=== What to do ===
Rewrite every line of the rows from the line containing "claw. Return only the coordinates." through the end of the rows. Move each coordinate by adding 7 to both of its numbers, and leave all other text unchanged.
--- Begin ---
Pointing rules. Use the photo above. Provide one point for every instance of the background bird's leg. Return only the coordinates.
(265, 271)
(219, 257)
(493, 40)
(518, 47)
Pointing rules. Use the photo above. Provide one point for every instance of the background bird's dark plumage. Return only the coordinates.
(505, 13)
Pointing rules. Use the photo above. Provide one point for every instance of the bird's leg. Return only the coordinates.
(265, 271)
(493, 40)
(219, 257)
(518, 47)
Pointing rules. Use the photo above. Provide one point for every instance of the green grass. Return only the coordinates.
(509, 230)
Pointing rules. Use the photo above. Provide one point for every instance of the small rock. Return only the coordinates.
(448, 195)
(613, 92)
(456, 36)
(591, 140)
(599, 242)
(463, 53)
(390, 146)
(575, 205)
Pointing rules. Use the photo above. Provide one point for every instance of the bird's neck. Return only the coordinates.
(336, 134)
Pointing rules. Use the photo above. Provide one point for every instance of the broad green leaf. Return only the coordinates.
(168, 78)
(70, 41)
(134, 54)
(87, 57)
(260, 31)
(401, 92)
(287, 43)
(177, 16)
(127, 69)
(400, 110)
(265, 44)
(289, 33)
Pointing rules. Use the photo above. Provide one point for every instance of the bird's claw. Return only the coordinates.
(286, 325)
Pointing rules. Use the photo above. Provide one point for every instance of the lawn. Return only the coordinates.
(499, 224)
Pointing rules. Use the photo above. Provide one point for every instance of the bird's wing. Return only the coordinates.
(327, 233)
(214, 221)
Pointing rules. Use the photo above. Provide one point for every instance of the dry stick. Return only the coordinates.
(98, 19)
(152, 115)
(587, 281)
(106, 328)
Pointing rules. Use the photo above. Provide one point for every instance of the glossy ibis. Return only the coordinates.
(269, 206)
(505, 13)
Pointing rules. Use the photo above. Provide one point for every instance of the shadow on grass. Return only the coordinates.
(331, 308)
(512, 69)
--- End ---
=== Result below ===
Pointing rules. Use the photo above. Provide one point for every instance of the bird's claw. Return only the coordinates.
(293, 332)
Pointing rules. Use the photo above. Provide one point for every instance of the lawn. Return only the coordinates.
(506, 231)
Pointing rules. Use the photo above. Provide one point for every instance of the bird's wing. Return only the coordinates.
(334, 240)
(221, 228)
Pointing rules. Use the photo above. Provide one point for every instance of the dry stick. Return only the coordinates.
(105, 26)
(159, 122)
(594, 288)
(113, 335)
Pointing rules. Use the photo above. Provide one point for every instance of the glossy ibis. Return only the coordinates.
(276, 213)
(512, 20)
Pointing rules. Use the photo above. Provide one point for every instance of the shadow on grass. Return only the coordinates.
(338, 315)
(519, 76)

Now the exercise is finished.